> AIM: Transcribe every line of the material below verbatim, changing nothing.

•••

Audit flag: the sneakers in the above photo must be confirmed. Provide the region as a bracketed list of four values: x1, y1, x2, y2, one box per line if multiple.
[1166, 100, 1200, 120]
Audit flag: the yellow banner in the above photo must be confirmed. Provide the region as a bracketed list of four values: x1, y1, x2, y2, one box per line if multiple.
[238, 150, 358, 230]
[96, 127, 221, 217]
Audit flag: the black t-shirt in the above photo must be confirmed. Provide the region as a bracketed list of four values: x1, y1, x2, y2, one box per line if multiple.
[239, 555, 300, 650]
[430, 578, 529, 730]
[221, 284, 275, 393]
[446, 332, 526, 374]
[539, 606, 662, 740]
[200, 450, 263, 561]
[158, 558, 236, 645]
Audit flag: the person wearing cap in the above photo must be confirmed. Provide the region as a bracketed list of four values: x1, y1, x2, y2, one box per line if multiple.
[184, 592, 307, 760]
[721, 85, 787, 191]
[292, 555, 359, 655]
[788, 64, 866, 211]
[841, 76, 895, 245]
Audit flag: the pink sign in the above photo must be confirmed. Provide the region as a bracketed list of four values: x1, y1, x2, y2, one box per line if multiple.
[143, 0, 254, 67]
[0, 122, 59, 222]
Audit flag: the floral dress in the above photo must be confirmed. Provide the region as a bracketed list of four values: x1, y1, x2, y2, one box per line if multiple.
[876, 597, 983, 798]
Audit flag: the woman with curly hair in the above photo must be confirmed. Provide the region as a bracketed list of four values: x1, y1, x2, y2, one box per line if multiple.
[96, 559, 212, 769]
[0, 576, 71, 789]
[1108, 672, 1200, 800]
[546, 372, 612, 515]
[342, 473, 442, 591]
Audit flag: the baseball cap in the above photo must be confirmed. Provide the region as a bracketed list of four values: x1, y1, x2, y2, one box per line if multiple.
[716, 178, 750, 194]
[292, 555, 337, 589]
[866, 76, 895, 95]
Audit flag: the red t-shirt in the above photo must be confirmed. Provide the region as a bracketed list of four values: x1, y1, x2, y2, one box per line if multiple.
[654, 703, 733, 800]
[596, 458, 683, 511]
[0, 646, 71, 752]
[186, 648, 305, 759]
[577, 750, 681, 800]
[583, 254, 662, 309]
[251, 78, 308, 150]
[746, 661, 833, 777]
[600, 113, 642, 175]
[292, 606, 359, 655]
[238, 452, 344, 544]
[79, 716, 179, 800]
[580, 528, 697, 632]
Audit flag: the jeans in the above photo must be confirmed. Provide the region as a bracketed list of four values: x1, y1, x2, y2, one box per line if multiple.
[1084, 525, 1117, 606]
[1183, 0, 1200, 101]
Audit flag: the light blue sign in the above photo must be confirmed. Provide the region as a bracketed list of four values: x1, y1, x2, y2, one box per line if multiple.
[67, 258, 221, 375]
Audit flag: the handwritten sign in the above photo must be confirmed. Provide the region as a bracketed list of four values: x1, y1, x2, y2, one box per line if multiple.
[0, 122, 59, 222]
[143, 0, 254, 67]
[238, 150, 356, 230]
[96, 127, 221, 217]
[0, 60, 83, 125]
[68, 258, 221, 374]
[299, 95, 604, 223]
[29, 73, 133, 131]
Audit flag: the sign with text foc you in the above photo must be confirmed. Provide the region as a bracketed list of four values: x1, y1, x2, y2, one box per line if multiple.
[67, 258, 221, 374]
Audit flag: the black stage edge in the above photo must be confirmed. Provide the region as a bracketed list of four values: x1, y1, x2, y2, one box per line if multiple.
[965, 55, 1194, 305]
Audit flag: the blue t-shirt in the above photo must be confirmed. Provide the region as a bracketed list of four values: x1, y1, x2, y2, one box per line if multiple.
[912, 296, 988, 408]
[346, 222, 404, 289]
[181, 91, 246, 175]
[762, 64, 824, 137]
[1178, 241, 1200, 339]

•••

> RESPONSE:
Audit flag: the sneakers in the above photo must be confirmed. Provide the region as a bracketed list of four values: x1, y1, x2, y2, one box per line if multiple.
[1166, 100, 1200, 120]
Audit flag: the yellow banner in the above photo must be confirmed. Provide the region as a bracketed list of four values: x1, y1, x2, y2, one box per line if multiple.
[238, 150, 358, 230]
[96, 127, 221, 217]
Audit flag: the black t-shirt in the above photo must be confirmed. Provide the region as a bracketed list of four values: x1, y1, x2, y2, one box per line if multiple.
[239, 555, 300, 650]
[430, 578, 529, 730]
[221, 284, 275, 393]
[446, 332, 526, 374]
[539, 606, 662, 740]
[200, 450, 263, 561]
[158, 558, 236, 645]
Audit flag: the person wearing cap in the above photo must be confirmed. Provide the region as a bracketed list of four values: x1, y1, x2, y2, one box per line if multiple.
[184, 592, 307, 760]
[721, 85, 787, 191]
[292, 555, 359, 655]
[788, 64, 866, 211]
[841, 76, 895, 245]
Audit flag: the pink sign in the above photo must be confirmed. Provide the region as a bracketed list of four values: x1, y1, x2, y2, one box per line if multiple.
[143, 0, 254, 67]
[0, 122, 59, 222]
Audit flag: the floral dress in the above photo must be confirmed. Provide the region as a bracketed list of four values: x1, y1, x2, y2, one box per line if multiple.
[876, 597, 983, 798]
Audit flag: the woman with curly hair in the above photo must be confirmed. Provide the region as a bracketed list of four values: x1, y1, x2, y2, one box per line if multiple.
[96, 559, 212, 769]
[0, 576, 71, 789]
[1108, 672, 1200, 800]
[546, 372, 612, 515]
[342, 473, 442, 591]
Audit flag: the baseball cap in the above photo must be confirmed. Provide the region as a bracketed list of four values: x1, y1, x2, y2, one box per line if multiple.
[716, 178, 750, 194]
[292, 555, 337, 589]
[866, 76, 895, 95]
Audit flag: the red t-shirt in the above photo must be confirmed. Provide the region as a bracketed list of four values: x1, y1, x2, y2, one box per line if multiple.
[654, 703, 733, 800]
[596, 458, 683, 511]
[0, 646, 71, 752]
[186, 648, 305, 759]
[577, 750, 681, 800]
[583, 254, 662, 309]
[251, 78, 308, 150]
[746, 661, 833, 777]
[600, 113, 642, 175]
[292, 606, 359, 655]
[238, 452, 344, 544]
[79, 716, 179, 800]
[580, 528, 697, 632]
Audit flag: the jeans in the above photo must be confirmed. Provide the region as a bracketed list of four values: x1, y1, x2, y2, one box per line if multiple.
[1084, 525, 1117, 606]
[1183, 0, 1200, 101]
Audit flag: the light blue sign in the above photo must be confirmed. Provide the region as a bracketed list of four values: x1, y1, x2, y2, one box per line if multiple.
[67, 258, 221, 375]
Audit flag: the handwritten sign in the above photo must be confirmed. Provide the region as a bracketed list of four values: x1, y1, x2, y2, one box per line if multiple.
[0, 122, 59, 222]
[143, 0, 254, 67]
[238, 150, 356, 230]
[96, 127, 221, 217]
[0, 60, 83, 125]
[68, 258, 221, 374]
[299, 95, 604, 223]
[29, 73, 133, 131]
Audit flag: the sign with text foc you in the above photo must be confirmed. Provide the region as a bracketed list of four values: x1, y1, x2, y2, one box per line if multiple.
[67, 258, 221, 374]
Audit flag: the black stage edge in the above photo must be confirmed. Provide the region as a bracketed list of four values: x1, y1, x2, y2, one box per line if multiple.
[965, 55, 1194, 305]
Audit flag: the blue t-shirt in the above photo must be confirmed. Provide the region as a bracketed list of four values: x1, y1, x2, y2, one box per line if multiple.
[912, 296, 988, 408]
[346, 222, 404, 289]
[181, 91, 246, 175]
[762, 64, 824, 137]
[1178, 241, 1200, 339]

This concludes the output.